— begin —

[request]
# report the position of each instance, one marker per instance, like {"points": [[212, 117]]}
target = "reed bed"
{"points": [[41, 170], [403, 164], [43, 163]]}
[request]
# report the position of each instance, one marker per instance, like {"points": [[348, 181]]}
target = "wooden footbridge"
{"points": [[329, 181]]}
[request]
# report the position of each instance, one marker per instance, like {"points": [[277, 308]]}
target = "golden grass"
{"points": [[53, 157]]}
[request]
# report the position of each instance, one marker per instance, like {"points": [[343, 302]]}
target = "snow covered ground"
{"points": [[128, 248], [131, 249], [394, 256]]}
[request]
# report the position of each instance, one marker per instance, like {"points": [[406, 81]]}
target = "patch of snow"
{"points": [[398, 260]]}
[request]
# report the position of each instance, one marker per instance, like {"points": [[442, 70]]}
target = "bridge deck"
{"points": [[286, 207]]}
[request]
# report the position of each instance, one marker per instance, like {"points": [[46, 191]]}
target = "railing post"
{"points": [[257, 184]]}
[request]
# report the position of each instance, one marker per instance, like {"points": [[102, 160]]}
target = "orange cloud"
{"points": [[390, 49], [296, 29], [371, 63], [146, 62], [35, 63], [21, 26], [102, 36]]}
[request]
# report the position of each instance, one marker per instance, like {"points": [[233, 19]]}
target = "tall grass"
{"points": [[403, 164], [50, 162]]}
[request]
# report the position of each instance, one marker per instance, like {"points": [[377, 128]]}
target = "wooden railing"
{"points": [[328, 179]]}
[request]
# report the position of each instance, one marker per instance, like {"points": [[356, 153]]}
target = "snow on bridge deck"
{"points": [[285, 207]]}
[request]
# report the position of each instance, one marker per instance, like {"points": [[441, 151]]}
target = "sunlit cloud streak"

— end —

From the records above, please extract every line and repeat it exactly.

[request]
# report the position of each instance, one marker per instance, like {"points": [[212, 117]]}
target = "reed bed"
{"points": [[41, 170], [403, 164], [43, 163]]}
[request]
# report the position of each instance, one marker per instance, like {"points": [[348, 181]]}
target = "wooden footbridge"
{"points": [[329, 181]]}
[request]
# report the position of each instance, one marker per instance, like {"points": [[277, 308]]}
target = "golden grass"
{"points": [[53, 157]]}
[request]
# report the position of each instance, one marker per instance, like {"points": [[343, 302]]}
target = "snow covered ground"
{"points": [[128, 248], [131, 249], [394, 256]]}
[request]
# report the position of each instance, one marker per instance, like {"points": [[406, 81]]}
target = "patch of snow"
{"points": [[398, 260]]}
[request]
# report the position of each instance, one marker per instance, like {"points": [[442, 70]]}
target = "bridge deck"
{"points": [[286, 207]]}
[request]
# report the position of each instance, one marker per instance, like {"points": [[46, 191]]}
target = "railing post"
{"points": [[257, 184]]}
[request]
# report the position of each instance, one marker per instance, like {"points": [[102, 160]]}
target = "orange cloud"
{"points": [[390, 49], [296, 29], [371, 63], [146, 62], [35, 63], [21, 26], [102, 36]]}
[request]
# report the position of each instance, one marker per instance, like {"points": [[233, 19]]}
target = "tall grass"
{"points": [[403, 164], [50, 162]]}
[request]
# report the position of each instance, one marker per instance, like {"points": [[377, 128]]}
target = "wooden railing"
{"points": [[328, 179]]}
[request]
# report the position of each instance, one marker per instance, like {"points": [[356, 153]]}
target = "snow on bridge deck"
{"points": [[285, 207]]}
[request]
# report the position of each instance, one marker per instance, like {"points": [[441, 151]]}
target = "sunlit cloud streak"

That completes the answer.